● **PROVIDED DATA**
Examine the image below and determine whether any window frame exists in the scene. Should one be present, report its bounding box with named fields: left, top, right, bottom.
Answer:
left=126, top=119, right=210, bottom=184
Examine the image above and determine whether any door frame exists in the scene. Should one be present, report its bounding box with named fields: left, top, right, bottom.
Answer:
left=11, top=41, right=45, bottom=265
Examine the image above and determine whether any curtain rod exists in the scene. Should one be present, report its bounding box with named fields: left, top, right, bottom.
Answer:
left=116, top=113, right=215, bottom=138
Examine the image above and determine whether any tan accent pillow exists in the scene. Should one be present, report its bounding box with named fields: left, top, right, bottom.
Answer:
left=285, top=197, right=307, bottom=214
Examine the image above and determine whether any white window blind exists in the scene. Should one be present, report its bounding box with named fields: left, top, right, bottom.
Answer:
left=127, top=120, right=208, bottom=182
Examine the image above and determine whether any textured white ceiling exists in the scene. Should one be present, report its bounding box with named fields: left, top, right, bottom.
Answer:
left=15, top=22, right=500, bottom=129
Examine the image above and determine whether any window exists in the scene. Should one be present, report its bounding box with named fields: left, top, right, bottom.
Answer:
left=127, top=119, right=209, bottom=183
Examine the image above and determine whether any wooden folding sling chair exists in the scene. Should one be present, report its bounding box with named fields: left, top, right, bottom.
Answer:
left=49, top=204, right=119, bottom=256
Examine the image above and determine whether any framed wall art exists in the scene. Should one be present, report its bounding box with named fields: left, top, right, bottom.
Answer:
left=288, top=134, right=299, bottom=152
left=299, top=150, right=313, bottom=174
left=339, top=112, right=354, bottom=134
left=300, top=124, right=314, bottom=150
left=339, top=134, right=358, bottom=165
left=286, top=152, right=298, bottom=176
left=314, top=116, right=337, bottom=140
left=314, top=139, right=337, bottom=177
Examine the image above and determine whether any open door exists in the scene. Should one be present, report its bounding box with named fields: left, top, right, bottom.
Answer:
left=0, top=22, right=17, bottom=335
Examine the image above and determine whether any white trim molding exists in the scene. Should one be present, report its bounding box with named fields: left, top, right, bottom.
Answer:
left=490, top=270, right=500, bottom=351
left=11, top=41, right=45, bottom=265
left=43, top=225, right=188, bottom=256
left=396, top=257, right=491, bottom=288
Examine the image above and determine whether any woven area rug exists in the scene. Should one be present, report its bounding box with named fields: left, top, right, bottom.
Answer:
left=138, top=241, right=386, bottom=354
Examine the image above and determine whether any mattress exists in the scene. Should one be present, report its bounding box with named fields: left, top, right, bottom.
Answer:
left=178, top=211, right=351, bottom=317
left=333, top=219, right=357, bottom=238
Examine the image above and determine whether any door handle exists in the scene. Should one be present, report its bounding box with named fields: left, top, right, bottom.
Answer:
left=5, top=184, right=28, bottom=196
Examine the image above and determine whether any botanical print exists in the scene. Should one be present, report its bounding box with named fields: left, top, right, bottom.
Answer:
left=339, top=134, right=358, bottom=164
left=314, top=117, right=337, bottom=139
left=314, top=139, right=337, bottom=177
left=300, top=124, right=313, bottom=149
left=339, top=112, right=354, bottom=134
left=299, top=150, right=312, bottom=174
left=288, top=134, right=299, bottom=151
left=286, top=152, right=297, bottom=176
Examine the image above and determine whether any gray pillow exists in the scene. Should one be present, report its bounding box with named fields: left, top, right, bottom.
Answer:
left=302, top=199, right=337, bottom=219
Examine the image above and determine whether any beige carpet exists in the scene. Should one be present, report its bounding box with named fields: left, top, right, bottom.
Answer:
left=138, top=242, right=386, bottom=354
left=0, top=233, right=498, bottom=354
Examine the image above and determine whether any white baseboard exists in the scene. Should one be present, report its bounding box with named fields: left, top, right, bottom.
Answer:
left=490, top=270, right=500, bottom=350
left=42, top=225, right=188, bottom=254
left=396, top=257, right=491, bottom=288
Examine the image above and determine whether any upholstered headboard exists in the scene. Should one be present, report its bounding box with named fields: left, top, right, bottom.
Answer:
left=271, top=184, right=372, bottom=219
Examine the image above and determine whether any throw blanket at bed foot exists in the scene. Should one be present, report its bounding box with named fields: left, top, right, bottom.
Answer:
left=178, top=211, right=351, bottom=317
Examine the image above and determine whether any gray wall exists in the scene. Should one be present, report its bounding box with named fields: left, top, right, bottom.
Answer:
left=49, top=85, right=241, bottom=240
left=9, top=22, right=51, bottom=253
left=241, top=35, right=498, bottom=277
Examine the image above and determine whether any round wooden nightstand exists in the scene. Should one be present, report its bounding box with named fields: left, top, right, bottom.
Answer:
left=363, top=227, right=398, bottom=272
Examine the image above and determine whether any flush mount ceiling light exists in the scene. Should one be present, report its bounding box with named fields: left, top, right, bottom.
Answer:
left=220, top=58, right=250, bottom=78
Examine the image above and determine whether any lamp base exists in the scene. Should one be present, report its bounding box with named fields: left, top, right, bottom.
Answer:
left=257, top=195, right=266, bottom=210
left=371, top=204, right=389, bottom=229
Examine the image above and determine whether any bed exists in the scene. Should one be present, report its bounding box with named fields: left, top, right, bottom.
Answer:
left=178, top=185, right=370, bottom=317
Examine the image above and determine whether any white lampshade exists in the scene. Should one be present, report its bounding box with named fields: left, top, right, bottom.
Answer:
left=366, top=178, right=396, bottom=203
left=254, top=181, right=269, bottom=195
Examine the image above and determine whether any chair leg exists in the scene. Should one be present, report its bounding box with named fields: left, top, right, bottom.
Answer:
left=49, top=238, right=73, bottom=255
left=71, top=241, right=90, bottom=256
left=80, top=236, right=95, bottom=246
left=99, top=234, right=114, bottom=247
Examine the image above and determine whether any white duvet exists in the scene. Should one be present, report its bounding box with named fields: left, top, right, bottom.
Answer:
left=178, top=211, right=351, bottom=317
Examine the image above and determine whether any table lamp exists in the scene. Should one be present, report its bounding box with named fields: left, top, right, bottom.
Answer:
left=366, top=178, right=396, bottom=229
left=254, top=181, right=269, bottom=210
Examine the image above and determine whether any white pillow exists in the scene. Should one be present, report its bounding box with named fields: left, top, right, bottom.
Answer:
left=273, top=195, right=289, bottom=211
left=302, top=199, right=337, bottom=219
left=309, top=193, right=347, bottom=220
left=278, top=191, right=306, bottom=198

● **GIVEN REQUEST**
Convert the lines into a Markdown table with the columns No and Text, starting with the line containing "Examine the image above and determine whether any upholstered" and going on through the line containing "left=271, top=184, right=372, bottom=219". Number each line and leave out any blank lines.

● **EXERCISE ANSWER**
| No | Text |
|---|---|
| 1 | Examine the image above and determine whether any upholstered headboard exists in the scene. Should one be present, report its bounding box with named fields: left, top, right, bottom. |
| 2 | Answer: |
| 3 | left=271, top=184, right=372, bottom=219 |